- [Given instruction 1]: According to the researcher profile, which press published The Celtic Unconscious: Joyce and Scottish Culture, and in what year?
- [Given instruction 2]: Repeat word for word the part of the researcher profile that opens with the words containing "Richard Alan Barlow" and closes with "and in Singapore.".

- [Source excerpt]:
# # # # # # #
Dr Richard Barlow

Dr Richard Barlow

Associate Lecturer in Scottish Literature

Researcher profile

Phone
+44 (0)1334 46 2858
Email
rab44@st-andrews.ac.uk

 

Biography

Richard Alan Barlow (@richardalanbarlow.bsky.social) is an Associate Lecturer at the University of St Andrews, an elected member of the Board of Trustees of the International James Joyce Foundation, and a former Academic Director of the Trieste Joyce School. He received his MA and MLitt from the University of Aberdeen and his PhD from Queen’s University Belfast. As an undergradute, he spent an academic year at Università degli Studi di Trieste. He has taught in Belfast and in Singapore.

Richard's most recent book - Modern Irish and Scottish Literature: Connections, Contrasts, Celticisms - was published by Oxford University Press in 2023. His first book, The Celtic Unconscious: Joyce and Scottish Culture, was published by University of Notre Dame Press in 2017. He has also edited, with Paul Fagan, a collection titled Finnegans Wake - Human and Nonhuman Histories (Edinburgh University Press, 2024). 

The Celtic Unconscious examines the application of Scottish Enlightenment philosophy in Finnegans Wake, it investigates Joyce’s interest in links between Irish and Scottish histories, and it analyses Joyce’s interest in Scottish culture (especially the work of David Hume, James Macpherson, Robert Burns, James Hogg, and Robert Louis Stevenson).
# # # # # # #
- [Dataset excerpt]:
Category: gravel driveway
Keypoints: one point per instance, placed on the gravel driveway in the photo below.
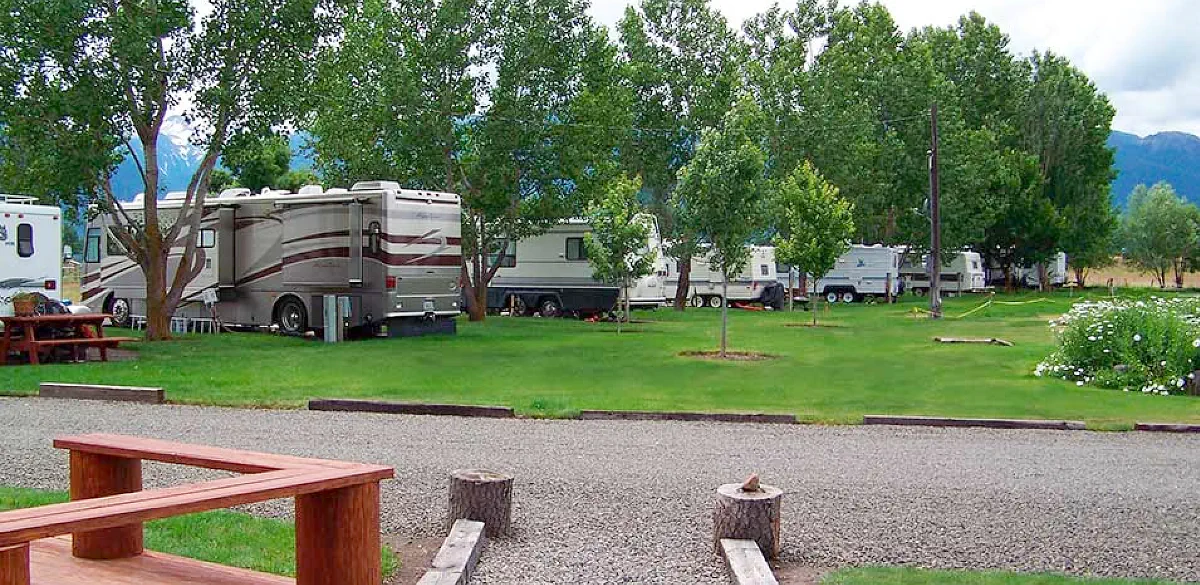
# # # # # # #
- [Complete output 1]: University of Notre Dame Press published it in 2017.

- [Complete output 2]:
Richard Alan Barlow (@richardalanbarlow.bsky.social) is an Associate Lecturer at the University of St Andrews, an elected member of the Board of Trustees of the International James Joyce Foundation, and a former Academic Director of the Trieste Joyce School. He received his MA and MLitt from the University of Aberdeen and his PhD from Queen’s University Belfast. As an undergradute, he spent an academic year at Università degli Studi di Trieste. He has taught in Belfast and in Singapore.